▶ **DIRECTIONS**
Please rewrite each of the entries below with "bounding box" changed to "bounding rectangle" and everything else kept the same.

▶ **EXTRACTED INFORMATION**
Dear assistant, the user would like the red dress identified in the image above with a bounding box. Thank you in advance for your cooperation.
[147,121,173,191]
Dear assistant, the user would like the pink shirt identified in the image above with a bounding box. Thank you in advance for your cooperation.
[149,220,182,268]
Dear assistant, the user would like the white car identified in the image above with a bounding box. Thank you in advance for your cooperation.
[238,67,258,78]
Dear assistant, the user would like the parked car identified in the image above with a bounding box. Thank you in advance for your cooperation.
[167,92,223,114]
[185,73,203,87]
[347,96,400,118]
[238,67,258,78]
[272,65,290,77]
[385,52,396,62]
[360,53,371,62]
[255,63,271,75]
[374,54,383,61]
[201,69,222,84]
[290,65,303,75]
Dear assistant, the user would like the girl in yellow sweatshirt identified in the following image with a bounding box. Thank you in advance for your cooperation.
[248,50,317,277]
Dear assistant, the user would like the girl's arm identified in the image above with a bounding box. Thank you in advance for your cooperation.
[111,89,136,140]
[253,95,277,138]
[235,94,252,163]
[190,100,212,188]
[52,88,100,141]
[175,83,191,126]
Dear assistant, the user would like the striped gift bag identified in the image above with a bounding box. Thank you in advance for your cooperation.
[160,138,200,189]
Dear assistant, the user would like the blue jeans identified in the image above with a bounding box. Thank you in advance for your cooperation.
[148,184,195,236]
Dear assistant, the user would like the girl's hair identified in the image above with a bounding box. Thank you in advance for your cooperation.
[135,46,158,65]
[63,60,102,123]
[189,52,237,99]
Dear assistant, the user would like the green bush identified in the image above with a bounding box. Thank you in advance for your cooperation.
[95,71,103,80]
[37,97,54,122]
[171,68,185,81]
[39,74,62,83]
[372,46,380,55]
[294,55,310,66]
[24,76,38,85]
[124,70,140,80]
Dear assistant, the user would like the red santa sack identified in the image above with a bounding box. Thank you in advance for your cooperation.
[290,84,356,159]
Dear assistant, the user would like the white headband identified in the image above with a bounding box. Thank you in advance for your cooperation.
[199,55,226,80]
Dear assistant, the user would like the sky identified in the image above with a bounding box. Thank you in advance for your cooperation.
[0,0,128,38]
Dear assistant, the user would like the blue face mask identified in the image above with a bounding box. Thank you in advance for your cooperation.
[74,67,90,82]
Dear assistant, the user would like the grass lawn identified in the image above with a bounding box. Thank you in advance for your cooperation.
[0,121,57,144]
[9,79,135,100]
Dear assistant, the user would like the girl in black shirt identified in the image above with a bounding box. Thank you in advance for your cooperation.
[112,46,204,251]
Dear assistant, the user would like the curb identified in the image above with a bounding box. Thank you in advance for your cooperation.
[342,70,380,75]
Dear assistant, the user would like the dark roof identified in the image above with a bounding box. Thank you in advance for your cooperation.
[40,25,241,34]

▶ **EXERCISE ANSWER**
Dear assistant, the user would like the red dress identified in the image above with a bounding rectangle. Thank you in advance for your cooperation.
[147,121,173,191]
Dear assistant, the user would like the pink shirt identified in the image above with a bounding rectangle. Thank you in advance for your cooperation.
[149,220,182,268]
Dear assistant, the user would like the white car identified in the image above with a bounding rectangle. Thank you in advance for your cooperation.
[238,67,258,78]
Dear assistant, the user would like the parked car identified in the image above with a bounding rectangle. Thank you in advance for your cooperation.
[167,92,223,114]
[185,73,203,87]
[347,96,400,118]
[238,67,258,78]
[272,65,290,77]
[385,52,396,62]
[360,53,371,62]
[255,63,271,75]
[374,54,383,61]
[201,69,222,84]
[290,65,303,75]
Dear assistant, the user would like the girl in yellow sweatshirt identified in the following image with a bounding rectangle. Thank you in advance for your cooperation.
[248,50,317,277]
Dear assistant, the user would like the girl's arm identified in the image above with a bounding rectangle. Thank you in advance for your cooperation.
[111,89,136,140]
[253,95,277,138]
[235,94,252,163]
[190,100,212,188]
[52,88,100,141]
[175,83,191,126]
Dear assistant, the user would like the striped gift bag identified in the image above with a bounding rectangle. Thank you in advance for your cooperation.
[160,138,200,189]
Dear assistant, the user would like the blue jeans identified in the image above with a bounding rectangle. Thank you in advance for your cooperation.
[148,184,195,236]
Dear assistant, the user would like the girl's hair identified in the image above with a bounding rectangle. Thank you in advance for your cooperation.
[135,46,158,65]
[63,60,102,123]
[189,52,237,99]
Dear assistant, the user would like the green bush identified in the image above with a bounding rectangle. Thank you in advance for your cooperation.
[95,71,103,80]
[37,97,54,122]
[171,68,185,81]
[39,74,62,83]
[372,46,380,55]
[294,55,310,66]
[24,76,38,85]
[124,70,140,80]
Dear assistant, the user would like the red santa sack identified in the image above with a bounding rectangle. Thank you in advance for your cooperation.
[290,84,356,159]
Dear assistant, the user would like the white headband identified in the image above with a bounding rectangle. Thank you in advance for your cooperation.
[199,55,226,80]
Dear assistant, the user would like the sky identified in the image above with a bounding rectangle. Thank you in advance for your cooperation.
[0,0,128,38]
Dear assistant, the user would like the blue face mask identified in the image above with a bounding rectangle. Thank you in advance for your cooperation.
[74,67,90,82]
Dear assistant, the user would like the grass lawn identified in the image above with a bounding rectangle. Thank you in advance for your cooperation.
[0,121,57,144]
[9,79,135,100]
Dear assistant, the user would like the girl in black shirt identified in the image above with a bounding rectangle. Thank you in advance for your cooperation.
[112,46,204,251]
Dear assistant, the user would like the curb identified in the image above with a bounding rectangle. Thank you in advance for your cooperation.
[342,70,380,75]
Dear assistant, the user would like the dark roof identified in the image above with a bounding rectangle. Thank you in advance for your cooperation.
[40,25,241,34]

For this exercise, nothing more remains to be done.